#### PROBLEM DESCRIPTION:
Return every line of the entries below that contains the string "statue", and note that case counts.

#### RECORDS SUPPLIED:
──────────
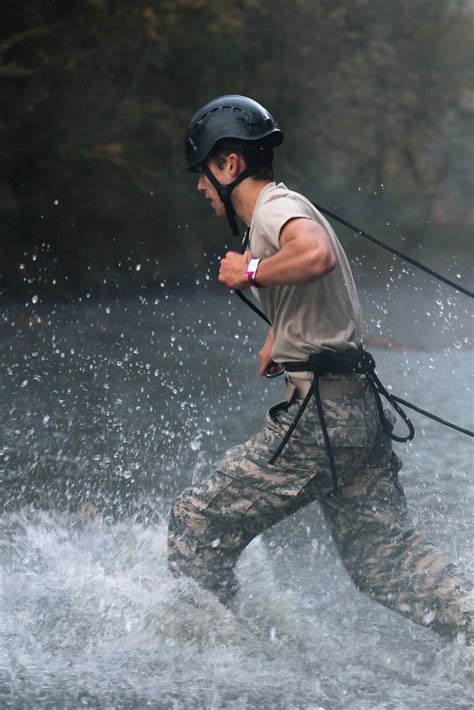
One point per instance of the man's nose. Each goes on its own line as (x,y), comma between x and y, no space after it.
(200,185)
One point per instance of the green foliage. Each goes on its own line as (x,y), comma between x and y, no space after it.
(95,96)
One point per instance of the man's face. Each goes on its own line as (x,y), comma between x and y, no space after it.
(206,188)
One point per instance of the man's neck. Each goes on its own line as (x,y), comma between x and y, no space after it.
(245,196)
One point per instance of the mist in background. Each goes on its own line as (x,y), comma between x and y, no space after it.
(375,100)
──────────
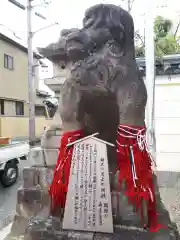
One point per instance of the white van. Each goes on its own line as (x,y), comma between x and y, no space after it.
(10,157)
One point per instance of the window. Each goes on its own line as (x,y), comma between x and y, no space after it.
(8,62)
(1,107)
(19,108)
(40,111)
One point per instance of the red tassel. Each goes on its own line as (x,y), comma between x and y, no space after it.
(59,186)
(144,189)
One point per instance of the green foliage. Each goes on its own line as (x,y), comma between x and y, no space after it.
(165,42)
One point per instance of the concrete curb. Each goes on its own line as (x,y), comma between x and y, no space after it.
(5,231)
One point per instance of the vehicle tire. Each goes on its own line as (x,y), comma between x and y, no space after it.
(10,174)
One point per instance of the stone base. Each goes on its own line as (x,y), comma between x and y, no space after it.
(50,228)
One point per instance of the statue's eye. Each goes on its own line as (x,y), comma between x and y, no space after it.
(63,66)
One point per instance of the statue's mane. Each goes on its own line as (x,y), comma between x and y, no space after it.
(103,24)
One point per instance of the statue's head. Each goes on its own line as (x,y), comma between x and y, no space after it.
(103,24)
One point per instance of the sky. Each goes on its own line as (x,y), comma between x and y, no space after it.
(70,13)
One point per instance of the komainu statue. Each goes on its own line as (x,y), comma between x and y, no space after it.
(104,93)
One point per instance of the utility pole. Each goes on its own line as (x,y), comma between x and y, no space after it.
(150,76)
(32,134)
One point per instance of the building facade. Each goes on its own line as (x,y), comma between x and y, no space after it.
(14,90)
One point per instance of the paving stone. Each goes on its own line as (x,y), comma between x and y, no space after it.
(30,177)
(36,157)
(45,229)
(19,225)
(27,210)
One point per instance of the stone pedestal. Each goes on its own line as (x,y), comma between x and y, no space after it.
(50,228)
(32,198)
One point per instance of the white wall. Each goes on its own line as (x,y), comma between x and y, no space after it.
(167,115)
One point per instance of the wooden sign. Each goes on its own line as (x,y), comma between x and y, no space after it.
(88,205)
──────────
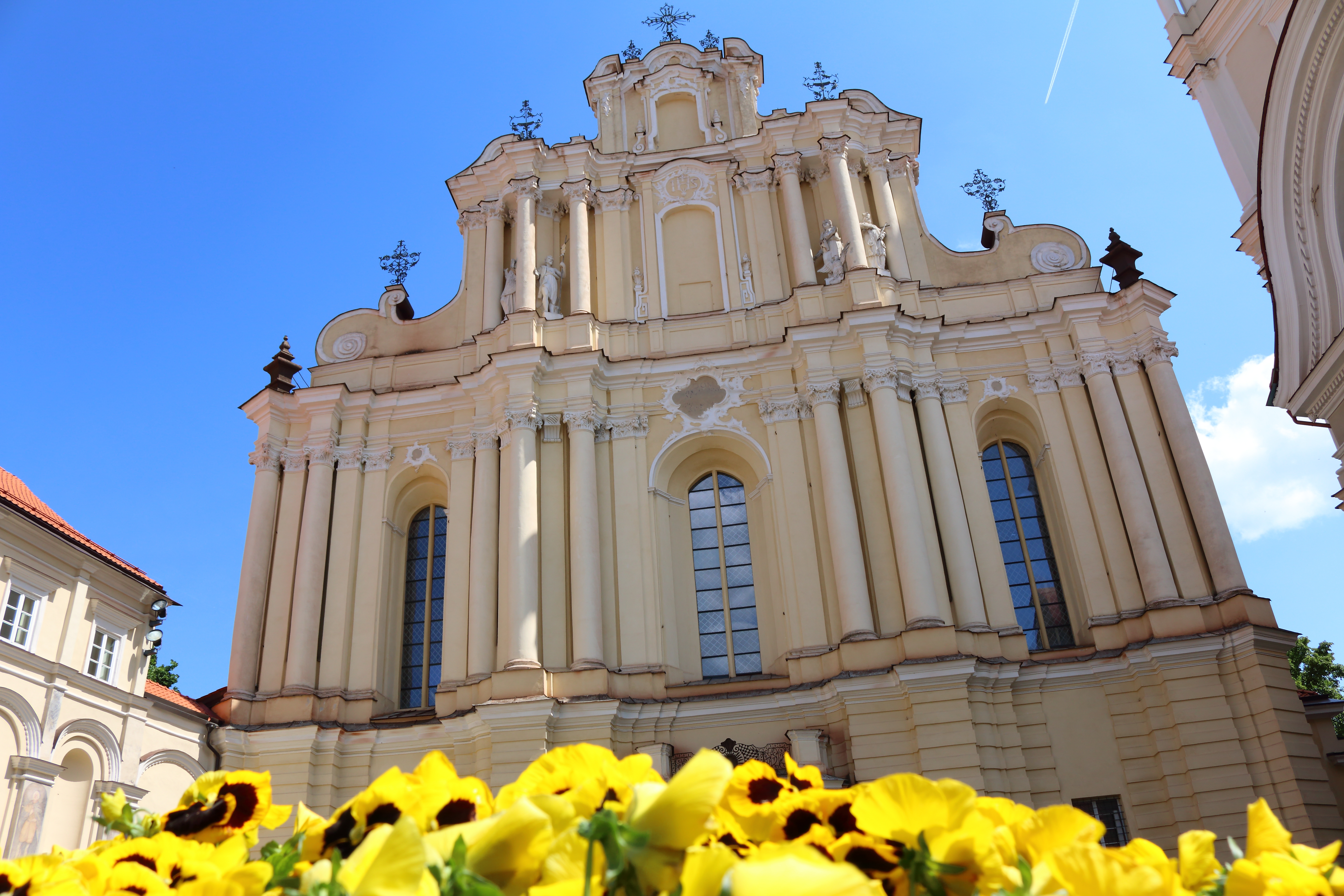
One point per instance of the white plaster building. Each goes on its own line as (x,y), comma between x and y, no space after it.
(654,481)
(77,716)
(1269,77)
──────────
#### WRITTEN ANSWER:
One point per instance of the statue's eye. Each goes on its own line as (x,y), comma between x and y, no space after it.
One point per instance of the statue's mane. Each goes on its own line as (x,y), comma between x and y, no space after it.
One point per instance of the statue's head. Each goes on its own line as (x,y), comma between x and y, no space after it.
One point per instance of the komainu statue. Each goes on its own line as (x,y), comma between x and y, no space after it.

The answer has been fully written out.